▸ YANG AKAN DIKERJAKAN:
[1] Berapa jumlah moting dalam budaya penangkapan ikan di Lewolein menurut kutipan tentang penangkapan ikan di Pantai Lewolein?
[2] Tolong lanjutkan kutipan tentang penangkapan ikan di Pantai Lewolein, mulai setelah kalimat terakhirnya.

▸ KUTIPAN DOKUMEN:
Saat turun ke laut, semua warga mengenakan sarung, yang sudah diikat pada tubuh dengan cara sedemikian rupa sehingga terdapat semacam kantong besar. Ikan yang berhasil ditangkap, dimasukan ke dalam kain yang terlilit kuat pada tubuh setiap warga. Pesta penangkapan ikan ini hanya berlangsung tak lebih dari satu jam. Warga boleh, menangkap sebanyak-banyaknya, semampunya.

Seperti disaksikan, penangkapan ikan yang berlangsung selama kurang dari 1 jam itu berlangsung meriah, teriakan warga tanda kebahagiaan, terdengar membahana memecah kesunyian Pantai Lewolein. 


Tak peduli, kecil atau besar, tua maupun muda, petani, pegawai, guru, bahkan pejabat sekalipun berlarian menceburkan diri kedalam laut, tempat romobongan ikan berkumpul, semua seakan berlombah untuk mendapatkan yang terbanyak. Saya merinding, ketika menyaksikan peristiwa langka ini. Sungguh, alam benar-benar bersahabat dengan manusia.

Moting

Dalam budaya penangkapan ikan dikenal juga istilah moting yang dalam bahasa Lamaholot merupakan tempat berkumpul satu kelompok orang yang sefaham. Kelompok ini, biasanya terdiri dari orang-orang yang berdekatan kebun, atau juga tetangga bahkan boleh berbeda suku. Dalam budaya penangkapan ikan di Lewolein terdapat lima moting.

▸ INFORMASI YANG DIBERIKAN:
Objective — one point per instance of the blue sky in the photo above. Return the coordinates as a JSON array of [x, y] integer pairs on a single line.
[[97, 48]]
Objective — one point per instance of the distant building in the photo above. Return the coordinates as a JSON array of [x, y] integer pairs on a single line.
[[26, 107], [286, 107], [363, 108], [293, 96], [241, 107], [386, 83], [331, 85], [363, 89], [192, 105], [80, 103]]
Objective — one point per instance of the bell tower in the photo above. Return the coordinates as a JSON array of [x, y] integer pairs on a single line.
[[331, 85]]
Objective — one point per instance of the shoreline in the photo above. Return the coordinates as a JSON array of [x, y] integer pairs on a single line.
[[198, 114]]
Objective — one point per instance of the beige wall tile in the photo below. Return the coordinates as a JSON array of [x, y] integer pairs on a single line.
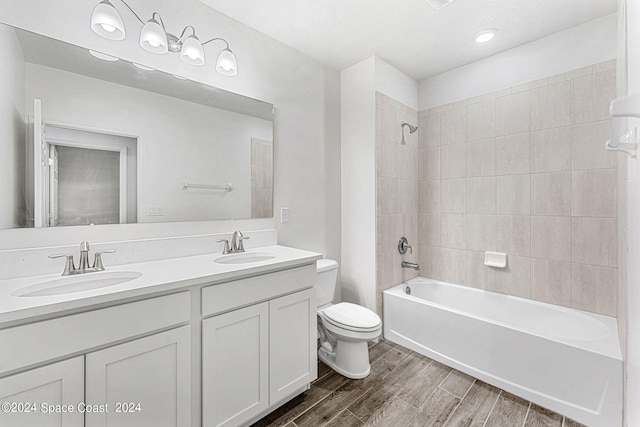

▸ DAFTAR JAWABAN:
[1] Ada lima moting.

[2]
Setiap moting, memiliki tugas untuk menjaga, dan mengamati ikan. Jika dalam pengamatan, ikan piaraan yakni, ikan jenis lamuru sudah berkumpul, salah satu dari kelompok moting itu (biasanya orang yang ditugaskan untuk menjaga dan mengamati ikan dalam moting) lalu menyampaikan informasi kepada suku tuan tanah, atau orang pemilik ikan, untuk selanjutnya digelar acara sermonial adat penangkapan ikan.

Cerita tentang moting ini disampaikan Sisko Making. Anak muda Lewolein itu menjelaskan, terdapat lima moting di Lewolein, masing-masing moting Muda Langu, moting Obe, Woi, moting Gos Bele, Pao Langu. Dalam setahun, tempat penangkapan ikan dilakukan secara bergilir pada masing-masing moting.

“Kali ini, giliran moting Obe punya. Nanti di musim surut berikut, dia akan pindah lagi ke moting yang lain. Setiap orang yang turun menangkap ikan, wajib menyerahkan sedikit dari hasil tangkapan ke pemilik moting, nanti ada orang yang bertugas khusus untuk jalan ambil ke masing-masing orang. Ikan yang dikumpul dari warga itu, akan di bagi merata ke setiap anggota moting,” jelas Sisko.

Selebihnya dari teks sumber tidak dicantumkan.